§ **MATERIAL FOR THE TASK**
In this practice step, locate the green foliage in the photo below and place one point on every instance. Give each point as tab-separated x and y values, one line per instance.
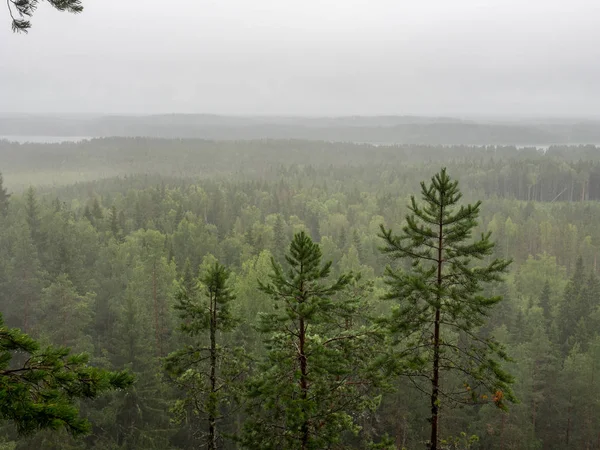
263	191
439	302
21	10
208	373
316	378
39	387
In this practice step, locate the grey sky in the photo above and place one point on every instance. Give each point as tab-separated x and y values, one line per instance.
323	57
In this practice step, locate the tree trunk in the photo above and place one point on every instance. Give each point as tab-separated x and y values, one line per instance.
303	381
156	313
568	422
212	413
435	380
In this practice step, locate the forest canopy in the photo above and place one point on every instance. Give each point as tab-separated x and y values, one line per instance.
180	278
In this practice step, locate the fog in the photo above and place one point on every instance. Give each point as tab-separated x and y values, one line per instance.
309	57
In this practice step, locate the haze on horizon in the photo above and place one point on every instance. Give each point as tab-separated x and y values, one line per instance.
309	57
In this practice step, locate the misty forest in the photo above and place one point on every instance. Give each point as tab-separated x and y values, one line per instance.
299	294
307	281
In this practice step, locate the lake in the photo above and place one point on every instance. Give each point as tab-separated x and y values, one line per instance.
44	139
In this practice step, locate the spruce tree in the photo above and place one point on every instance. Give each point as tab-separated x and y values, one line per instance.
206	370
39	387
316	377
440	304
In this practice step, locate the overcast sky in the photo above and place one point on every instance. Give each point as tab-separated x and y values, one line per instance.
308	57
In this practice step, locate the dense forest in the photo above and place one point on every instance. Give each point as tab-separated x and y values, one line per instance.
281	294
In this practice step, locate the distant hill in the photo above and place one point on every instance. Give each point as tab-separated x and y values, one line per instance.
378	129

§ **EXERCISE REQUIREMENTS**
Retype the whole listing exactly. Do not include the pictures.

§ **EXPECTED OUTPUT**
In this practice step, locate the green foliage in the photo below and place one point on every instance. Give each point as tab-separated x and y values, one line per instance.
263	191
439	302
21	10
208	373
316	378
39	387
In this practice step, locate the grey sky in the photo above and place one point on every instance. Give each point as tab-separated x and y values, one line per instance.
323	57
In this practice step, locate the tree trunk in the photo above and place one point on every instance. Give each point as tab-separated x and y values, one line per instance.
303	381
156	313
568	422
212	413
435	380
In this practice step, locate the forest canopy in the photo above and place one point on every instance. Give each point as tab-separated x and y values, one line per instance.
180	278
In this practice step, locate the fog in the photo above and place one point on every instance. Give each point as tab-separated x and y values, one line per instance.
309	57
In this practice step, locate the haze on horizon in the photo above and place one point on every instance. Give each point as tab-separated x and y values, one line per instance.
309	57
In this practice step, locate the misty forest in the photo above and place one point on every instance. Give each point as tab-separated x and y values, one line per instance.
299	294
307	281
In this practice step, locate the lake in the photo above and place one point on every instance. Give each point as tab-separated x and y values, one line per instance.
44	139
In this practice step, locate the spruce tree in the photo above and place one point on every instance. Give each point as tab-separated x and y values, one line per instance.
206	370
39	387
316	377
440	304
In this practice step, locate the overcast sky in the photo above and place one point on every instance. Give each point as tab-separated x and y values, one line per instance.
308	57
In this practice step, locate the dense forest in the photo above and place one point on every instance. Give each point as tab-separated x and y values, one line per instance.
281	294
In this practice step, locate the distant hill in the photo above and place one point on every instance. Give each point as tab-separated x and y values, one line per instance.
378	129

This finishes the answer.